> _Aufgabe a_:
Aus welcher Art von Seminar ist der Hai laut der Filmkritik ausgebüxt?

> _Ausgewählter Auszug_:
____
Frisch aus dem offensichtlich erfolglosen „Anger-Management“-Seminar ausgebüxt, flieht der fischige Antagonist an den namenslosen Traumstrand und beisst sich herzhaft durch einen 4-Gänger. Seine Attacken krachen mit fettem 5.1-Surround-Sound aus den Boxen und treiben kalten Schauer über die Rücken der Zuschauer. Auch die Animation des Hais ist eindrücklich. Selten könnte in einem Hollywood-Filmchen eine (optisch) dermassen realistische Darstellung eines weissen Hais genossen werden. OK, einzwei Einstellungen machen klar, dass „The Shallows“ doch kein „National Geographic“-Gone-Wrong-Experiment ist; ansonsten aber Chapeaux, so machen Hai-Filme Spass.
____
> _Aufgabe b_:
Ziehen Sie aus den Datensätzen jede Zeile heraus, in der die Zeichenfolge „green“ vorkommt.

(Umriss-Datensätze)
____
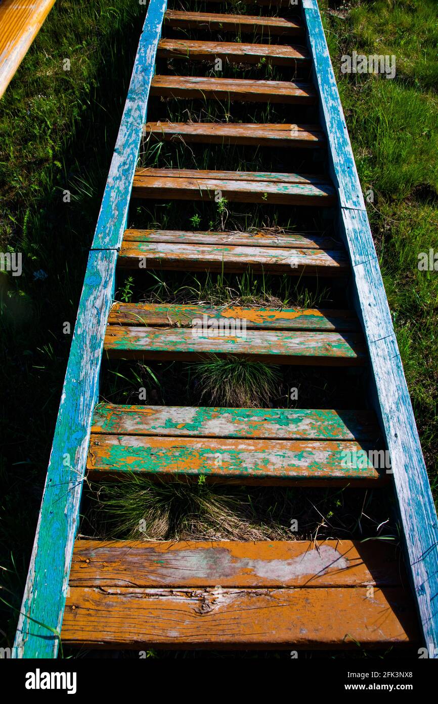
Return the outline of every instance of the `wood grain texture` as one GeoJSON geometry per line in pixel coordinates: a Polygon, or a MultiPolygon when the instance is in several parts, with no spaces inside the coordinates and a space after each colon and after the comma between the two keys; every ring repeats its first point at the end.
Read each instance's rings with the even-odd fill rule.
{"type": "Polygon", "coordinates": [[[151,0],[148,8],[89,257],[15,635],[14,654],[19,658],[55,658],[58,650],[59,636],[53,630],[59,634],[67,593],[103,334],[114,293],[115,249],[126,227],[165,8],[165,0],[151,0]]]}
{"type": "Polygon", "coordinates": [[[309,276],[342,276],[349,271],[341,250],[283,249],[222,245],[123,241],[118,265],[129,269],[255,272],[309,276]]]}
{"type": "Polygon", "coordinates": [[[60,631],[115,259],[89,257],[17,627],[20,658],[56,655],[59,639],[46,626],[60,631]]]}
{"type": "Polygon", "coordinates": [[[250,32],[274,37],[296,37],[304,32],[302,21],[296,18],[285,20],[279,17],[259,17],[255,15],[227,15],[210,12],[183,12],[168,10],[165,15],[165,27],[175,29],[222,30],[227,32],[250,32]]]}
{"type": "Polygon", "coordinates": [[[0,2],[0,98],[54,4],[55,0],[0,2]]]}
{"type": "Polygon", "coordinates": [[[218,57],[230,63],[266,63],[276,66],[310,65],[304,46],[285,44],[244,44],[236,42],[200,42],[193,39],[160,39],[157,56],[165,58],[208,61],[218,57]]]}
{"type": "Polygon", "coordinates": [[[342,240],[328,235],[306,236],[300,232],[277,232],[275,230],[239,232],[184,232],[173,230],[127,230],[126,242],[174,242],[176,244],[229,244],[278,247],[296,249],[344,249],[342,240]]]}
{"type": "Polygon", "coordinates": [[[404,590],[374,589],[373,598],[367,590],[75,586],[62,636],[75,646],[190,649],[416,643],[404,590]]]}
{"type": "Polygon", "coordinates": [[[148,122],[145,136],[158,140],[180,140],[207,144],[250,144],[309,149],[326,144],[317,126],[291,124],[224,122],[148,122]]]}
{"type": "Polygon", "coordinates": [[[111,357],[199,360],[206,355],[232,355],[271,364],[364,364],[361,334],[247,330],[210,334],[181,327],[108,325],[105,349],[111,357]]]}
{"type": "Polygon", "coordinates": [[[322,177],[258,172],[197,171],[194,169],[136,170],[136,198],[287,203],[329,207],[336,198],[322,177]]]}
{"type": "Polygon", "coordinates": [[[202,406],[115,406],[94,409],[93,433],[266,440],[366,440],[380,431],[366,410],[301,408],[214,408],[202,406]]]}
{"type": "Polygon", "coordinates": [[[339,189],[355,307],[370,352],[375,410],[391,455],[408,572],[424,642],[438,658],[438,519],[319,11],[315,0],[303,0],[303,8],[330,175],[339,189]]]}
{"type": "Polygon", "coordinates": [[[380,486],[385,470],[375,469],[365,441],[259,440],[92,434],[89,474],[141,472],[163,479],[205,475],[213,482],[238,481],[305,486],[380,486]],[[355,458],[366,451],[363,462],[355,458]],[[359,466],[359,464],[361,466],[359,466]],[[363,465],[363,466],[362,466],[363,465]]]}
{"type": "Polygon", "coordinates": [[[93,240],[93,249],[118,249],[127,226],[155,54],[167,0],[150,0],[93,240]]]}
{"type": "Polygon", "coordinates": [[[365,208],[345,118],[316,4],[303,4],[307,41],[313,57],[314,83],[319,93],[320,119],[327,137],[330,175],[341,206],[365,208]]]}
{"type": "Polygon", "coordinates": [[[288,105],[313,105],[316,102],[316,93],[310,83],[202,76],[155,75],[152,80],[150,95],[288,105]]]}
{"type": "MultiPolygon", "coordinates": [[[[382,541],[77,540],[70,586],[398,586],[399,551],[382,541]]],[[[403,574],[404,577],[404,575],[403,574]]]]}
{"type": "Polygon", "coordinates": [[[200,326],[219,329],[245,325],[245,329],[330,330],[359,332],[356,315],[349,310],[319,308],[243,308],[224,306],[187,306],[176,303],[115,303],[108,317],[110,325],[146,325],[169,327],[200,326]],[[205,317],[204,317],[205,316],[205,317]],[[229,324],[229,325],[228,325],[229,324]]]}

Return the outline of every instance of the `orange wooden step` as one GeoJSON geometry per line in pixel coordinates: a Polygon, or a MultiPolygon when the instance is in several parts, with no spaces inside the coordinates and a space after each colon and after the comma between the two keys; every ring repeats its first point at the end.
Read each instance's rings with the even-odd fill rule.
{"type": "Polygon", "coordinates": [[[250,144],[255,146],[321,146],[326,139],[320,127],[312,125],[259,125],[229,122],[148,122],[145,137],[207,144],[250,144]]]}
{"type": "Polygon", "coordinates": [[[296,37],[304,34],[302,23],[297,18],[285,20],[279,17],[183,12],[179,10],[167,10],[165,15],[164,27],[181,30],[221,30],[268,37],[296,37]]]}
{"type": "Polygon", "coordinates": [[[324,177],[260,172],[137,168],[134,198],[285,203],[329,207],[335,191],[324,177]]]}
{"type": "Polygon", "coordinates": [[[310,65],[309,52],[304,46],[285,44],[163,39],[158,44],[157,56],[200,61],[219,58],[231,63],[259,63],[263,59],[264,63],[276,66],[310,65]]]}
{"type": "Polygon", "coordinates": [[[315,89],[310,83],[202,76],[155,75],[150,84],[150,95],[289,105],[314,105],[317,100],[315,89]]]}
{"type": "Polygon", "coordinates": [[[209,326],[213,332],[226,328],[245,329],[330,330],[358,332],[361,327],[351,310],[320,308],[250,308],[241,306],[188,306],[176,303],[115,303],[110,325],[146,325],[198,328],[209,326]]]}
{"type": "Polygon", "coordinates": [[[418,641],[394,548],[328,541],[77,541],[75,646],[356,648],[418,641]]]}

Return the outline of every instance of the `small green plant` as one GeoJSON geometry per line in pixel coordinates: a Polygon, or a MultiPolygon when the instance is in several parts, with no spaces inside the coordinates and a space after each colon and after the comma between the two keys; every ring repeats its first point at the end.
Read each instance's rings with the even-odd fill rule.
{"type": "Polygon", "coordinates": [[[192,370],[200,401],[208,398],[214,406],[269,407],[278,394],[281,379],[276,367],[233,356],[221,359],[212,355],[192,370]]]}
{"type": "Polygon", "coordinates": [[[124,303],[128,303],[132,298],[132,294],[134,293],[134,279],[131,276],[127,277],[124,279],[123,286],[119,290],[119,296],[120,299],[124,303]]]}
{"type": "Polygon", "coordinates": [[[192,227],[199,227],[201,223],[201,216],[198,213],[195,213],[194,215],[192,215],[192,217],[189,218],[189,220],[192,227]]]}

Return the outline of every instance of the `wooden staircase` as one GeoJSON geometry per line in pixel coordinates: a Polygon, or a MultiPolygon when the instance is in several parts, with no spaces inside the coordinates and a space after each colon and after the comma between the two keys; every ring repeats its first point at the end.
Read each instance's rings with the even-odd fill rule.
{"type": "Polygon", "coordinates": [[[288,2],[252,4],[262,13],[166,11],[162,0],[150,4],[90,252],[18,656],[55,657],[60,634],[75,647],[117,648],[416,648],[422,639],[436,639],[436,615],[430,619],[427,604],[437,580],[430,569],[436,515],[344,124],[334,130],[330,122],[330,111],[342,110],[317,6],[304,0],[293,16],[288,2]],[[279,7],[284,17],[273,16],[279,7]],[[199,39],[202,32],[208,40],[199,39]],[[245,42],[231,41],[240,33],[245,42]],[[156,75],[155,56],[189,66],[219,58],[254,68],[263,60],[290,68],[293,80],[156,75]],[[149,96],[236,101],[245,103],[247,118],[147,122],[149,96]],[[320,122],[253,122],[258,103],[319,106],[320,122]],[[142,135],[153,143],[286,148],[292,156],[296,149],[323,150],[331,165],[323,175],[142,168],[142,135]],[[278,234],[129,226],[131,198],[208,203],[217,192],[227,203],[323,208],[335,224],[328,234],[278,234]],[[136,276],[251,270],[323,277],[354,290],[351,307],[342,310],[113,303],[116,270],[136,276]],[[231,321],[234,327],[222,334],[231,321]],[[373,379],[374,406],[364,410],[362,399],[348,410],[113,405],[99,399],[103,353],[110,363],[197,361],[214,353],[278,365],[357,366],[373,379]],[[400,403],[389,408],[395,387],[400,403]],[[402,427],[400,447],[396,430],[402,427]],[[373,459],[388,448],[390,473],[373,459]],[[358,463],[358,454],[366,460],[358,463]],[[407,470],[418,491],[412,484],[406,488],[407,470]],[[318,543],[75,540],[83,477],[100,482],[120,472],[165,479],[203,475],[303,491],[395,490],[407,576],[393,545],[341,536],[318,543]],[[425,515],[433,517],[425,530],[425,515]]]}

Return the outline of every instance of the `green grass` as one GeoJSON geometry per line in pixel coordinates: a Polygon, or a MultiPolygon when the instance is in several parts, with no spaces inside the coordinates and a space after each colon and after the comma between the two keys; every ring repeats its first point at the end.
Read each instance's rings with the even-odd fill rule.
____
> _Erwartete Ausgabe a_:
Aus einem offensichtlich erfolglosen „Anger-Management“-Seminar.

> _Erwartete Ausgabe b_:
Return the outline of every instance of the `small green plant` as one GeoJSON geometry per line in pixel coordinates: a Polygon, or a MultiPolygon when the instance is in several parts, with no spaces inside the coordinates and a space after each colon and after the comma between the two keys; every ring repeats its first point at the end.
Return the outline of every instance of the `green grass` as one GeoJSON geometry per line in pixel coordinates: a Polygon, or a MultiPolygon when the instance is in several parts, with no spaces inside the coordinates and a space after each colon and after the comma between the two keys; every ring repeats its first point at the end.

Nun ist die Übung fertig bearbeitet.